Emit only the lines from the line containing "Each instance of the sweater" through the last line of the entries, unchanged.

☆ ☆ ☆

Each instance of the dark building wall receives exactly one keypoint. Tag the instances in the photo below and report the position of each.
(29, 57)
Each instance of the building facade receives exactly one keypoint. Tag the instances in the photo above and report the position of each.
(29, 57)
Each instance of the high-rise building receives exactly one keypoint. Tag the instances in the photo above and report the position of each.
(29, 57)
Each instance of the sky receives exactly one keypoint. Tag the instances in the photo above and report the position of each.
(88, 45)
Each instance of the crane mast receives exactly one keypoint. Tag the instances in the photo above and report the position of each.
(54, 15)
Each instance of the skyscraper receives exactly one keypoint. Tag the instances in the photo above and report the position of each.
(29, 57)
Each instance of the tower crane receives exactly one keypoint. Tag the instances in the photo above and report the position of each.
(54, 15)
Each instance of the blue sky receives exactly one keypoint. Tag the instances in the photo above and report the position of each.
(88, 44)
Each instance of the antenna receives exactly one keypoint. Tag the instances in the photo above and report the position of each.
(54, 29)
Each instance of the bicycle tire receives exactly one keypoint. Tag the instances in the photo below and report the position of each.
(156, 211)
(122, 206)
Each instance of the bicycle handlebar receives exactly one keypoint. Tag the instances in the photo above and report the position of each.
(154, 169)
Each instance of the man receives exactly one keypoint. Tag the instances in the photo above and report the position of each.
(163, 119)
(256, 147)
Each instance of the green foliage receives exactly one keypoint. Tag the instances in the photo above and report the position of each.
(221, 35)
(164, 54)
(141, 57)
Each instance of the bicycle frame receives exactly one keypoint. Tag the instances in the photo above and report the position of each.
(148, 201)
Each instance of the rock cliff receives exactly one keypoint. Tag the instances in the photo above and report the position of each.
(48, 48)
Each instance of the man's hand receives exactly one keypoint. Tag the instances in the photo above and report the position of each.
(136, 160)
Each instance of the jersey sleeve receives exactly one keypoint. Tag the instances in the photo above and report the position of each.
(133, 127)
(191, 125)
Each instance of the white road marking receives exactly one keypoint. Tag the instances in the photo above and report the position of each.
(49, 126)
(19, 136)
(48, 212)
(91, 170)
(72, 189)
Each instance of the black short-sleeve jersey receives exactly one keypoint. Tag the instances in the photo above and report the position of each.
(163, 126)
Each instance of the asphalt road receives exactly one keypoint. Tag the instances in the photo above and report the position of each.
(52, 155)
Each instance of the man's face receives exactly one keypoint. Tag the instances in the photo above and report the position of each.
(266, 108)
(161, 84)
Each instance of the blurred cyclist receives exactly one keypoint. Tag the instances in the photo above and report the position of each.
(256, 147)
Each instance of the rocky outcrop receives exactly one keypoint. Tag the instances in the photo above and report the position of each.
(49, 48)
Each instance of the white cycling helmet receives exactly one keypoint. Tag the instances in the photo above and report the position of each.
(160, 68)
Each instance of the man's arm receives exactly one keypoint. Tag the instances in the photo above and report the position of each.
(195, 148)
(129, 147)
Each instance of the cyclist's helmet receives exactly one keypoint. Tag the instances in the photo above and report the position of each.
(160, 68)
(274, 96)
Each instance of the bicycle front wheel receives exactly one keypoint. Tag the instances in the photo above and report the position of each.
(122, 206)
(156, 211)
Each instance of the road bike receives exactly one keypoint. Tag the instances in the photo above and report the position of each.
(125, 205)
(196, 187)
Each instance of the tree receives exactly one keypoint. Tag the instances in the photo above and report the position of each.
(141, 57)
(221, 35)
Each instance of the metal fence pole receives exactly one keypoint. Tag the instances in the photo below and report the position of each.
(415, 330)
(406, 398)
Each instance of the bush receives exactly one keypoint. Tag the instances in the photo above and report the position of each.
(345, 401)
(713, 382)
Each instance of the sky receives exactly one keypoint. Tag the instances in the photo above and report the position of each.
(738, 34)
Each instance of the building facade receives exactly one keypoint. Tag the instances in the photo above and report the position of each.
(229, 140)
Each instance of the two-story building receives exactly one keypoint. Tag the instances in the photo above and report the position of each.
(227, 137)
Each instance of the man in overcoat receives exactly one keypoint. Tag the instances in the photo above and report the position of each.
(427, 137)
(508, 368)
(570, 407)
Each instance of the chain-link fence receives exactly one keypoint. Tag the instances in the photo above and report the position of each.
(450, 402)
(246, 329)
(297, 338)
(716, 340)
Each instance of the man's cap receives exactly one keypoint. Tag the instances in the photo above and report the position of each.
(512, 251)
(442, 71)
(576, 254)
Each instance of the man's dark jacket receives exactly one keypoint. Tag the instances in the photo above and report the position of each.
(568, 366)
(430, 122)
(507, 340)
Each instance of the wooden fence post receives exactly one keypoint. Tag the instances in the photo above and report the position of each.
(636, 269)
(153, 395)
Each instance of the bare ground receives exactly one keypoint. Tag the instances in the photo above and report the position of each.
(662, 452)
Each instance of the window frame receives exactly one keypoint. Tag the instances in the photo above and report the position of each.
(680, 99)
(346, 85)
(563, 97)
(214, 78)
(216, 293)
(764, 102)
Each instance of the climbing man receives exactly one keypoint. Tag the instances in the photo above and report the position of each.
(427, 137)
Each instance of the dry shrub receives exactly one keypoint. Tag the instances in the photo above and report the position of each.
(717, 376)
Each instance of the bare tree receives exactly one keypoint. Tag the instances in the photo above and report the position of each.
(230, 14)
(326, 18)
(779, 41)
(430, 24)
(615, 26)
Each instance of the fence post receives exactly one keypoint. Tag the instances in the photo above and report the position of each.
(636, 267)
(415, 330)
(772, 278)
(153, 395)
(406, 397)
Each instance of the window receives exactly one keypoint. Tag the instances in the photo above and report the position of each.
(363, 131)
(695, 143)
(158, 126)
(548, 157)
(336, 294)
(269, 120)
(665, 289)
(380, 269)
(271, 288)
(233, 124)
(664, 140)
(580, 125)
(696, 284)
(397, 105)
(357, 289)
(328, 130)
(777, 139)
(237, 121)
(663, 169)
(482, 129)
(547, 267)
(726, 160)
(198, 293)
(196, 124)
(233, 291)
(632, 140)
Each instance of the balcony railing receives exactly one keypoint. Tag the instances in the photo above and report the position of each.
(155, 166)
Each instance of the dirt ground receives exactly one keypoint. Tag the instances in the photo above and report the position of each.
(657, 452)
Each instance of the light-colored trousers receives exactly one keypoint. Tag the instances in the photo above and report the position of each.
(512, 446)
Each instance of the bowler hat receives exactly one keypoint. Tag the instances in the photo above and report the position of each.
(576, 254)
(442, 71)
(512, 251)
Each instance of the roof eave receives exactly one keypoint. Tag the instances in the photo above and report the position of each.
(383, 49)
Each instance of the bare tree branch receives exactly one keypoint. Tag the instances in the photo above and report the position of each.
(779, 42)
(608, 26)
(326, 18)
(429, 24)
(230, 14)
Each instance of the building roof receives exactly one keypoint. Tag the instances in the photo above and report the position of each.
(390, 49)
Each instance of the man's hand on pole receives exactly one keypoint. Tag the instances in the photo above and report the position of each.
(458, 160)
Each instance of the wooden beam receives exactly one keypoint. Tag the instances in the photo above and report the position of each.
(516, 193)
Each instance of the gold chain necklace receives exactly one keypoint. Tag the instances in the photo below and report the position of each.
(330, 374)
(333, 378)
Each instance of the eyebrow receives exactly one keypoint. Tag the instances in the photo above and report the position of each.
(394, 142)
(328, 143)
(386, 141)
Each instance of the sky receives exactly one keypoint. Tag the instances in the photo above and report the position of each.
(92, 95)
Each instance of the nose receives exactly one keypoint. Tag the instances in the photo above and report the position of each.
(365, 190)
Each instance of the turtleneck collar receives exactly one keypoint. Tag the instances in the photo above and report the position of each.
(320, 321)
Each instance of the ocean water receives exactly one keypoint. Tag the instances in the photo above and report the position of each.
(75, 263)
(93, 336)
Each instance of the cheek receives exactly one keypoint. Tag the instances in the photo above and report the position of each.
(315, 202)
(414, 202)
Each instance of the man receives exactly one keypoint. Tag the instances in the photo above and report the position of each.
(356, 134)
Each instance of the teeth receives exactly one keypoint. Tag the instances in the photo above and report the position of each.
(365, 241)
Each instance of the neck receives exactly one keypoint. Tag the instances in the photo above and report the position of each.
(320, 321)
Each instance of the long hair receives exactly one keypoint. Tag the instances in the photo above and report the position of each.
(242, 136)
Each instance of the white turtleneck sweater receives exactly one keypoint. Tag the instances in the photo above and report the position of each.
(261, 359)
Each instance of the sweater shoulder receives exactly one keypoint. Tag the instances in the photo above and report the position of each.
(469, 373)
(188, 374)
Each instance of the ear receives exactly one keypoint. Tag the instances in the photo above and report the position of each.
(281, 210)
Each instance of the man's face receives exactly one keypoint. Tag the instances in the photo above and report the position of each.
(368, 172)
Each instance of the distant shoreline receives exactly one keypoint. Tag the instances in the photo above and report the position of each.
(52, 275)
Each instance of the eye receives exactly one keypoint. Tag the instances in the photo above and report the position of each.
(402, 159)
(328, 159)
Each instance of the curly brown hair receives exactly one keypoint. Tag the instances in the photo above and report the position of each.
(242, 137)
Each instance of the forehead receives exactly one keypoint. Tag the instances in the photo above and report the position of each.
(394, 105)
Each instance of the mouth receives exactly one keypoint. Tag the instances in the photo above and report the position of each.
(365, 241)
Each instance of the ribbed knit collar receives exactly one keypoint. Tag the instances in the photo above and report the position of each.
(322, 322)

☆ ☆ ☆

*COMPLETE ANSWER*
Each instance of the sweater shoulder receives exactly one keypoint. Tag the instances in the photo above and report the position of each.
(469, 373)
(188, 374)
Each instance of the ear receives exactly one keypoint. Tag the instances in the photo above and report the position of each.
(281, 210)
Each instance of the man's face receives exactly one keypoint. Tag the instances in the photo above and report the position of each.
(368, 172)
Each instance of the distant shoreline receives exactly one keypoint. Tag the instances in the photo above and report the position of each.
(52, 275)
Each instance of the eye receives exactly one keypoint. Tag the instances in the photo above and report the position of each.
(402, 159)
(328, 159)
Each instance of the curly brown hair receives exactly one keypoint. Tag the instances in the photo above and report the position of each.
(242, 137)
Each instance of the forehead receives exactly one keypoint. Tag the instances in the photo above and report the position of each.
(394, 105)
Each instance of the mouth receives exactly one keypoint. Tag the instances in the photo above and report the position of each.
(365, 241)
Each instance of the ribbed knit collar receives exactly one keypoint. Tag the instances in the photo above and report the position of each.
(322, 322)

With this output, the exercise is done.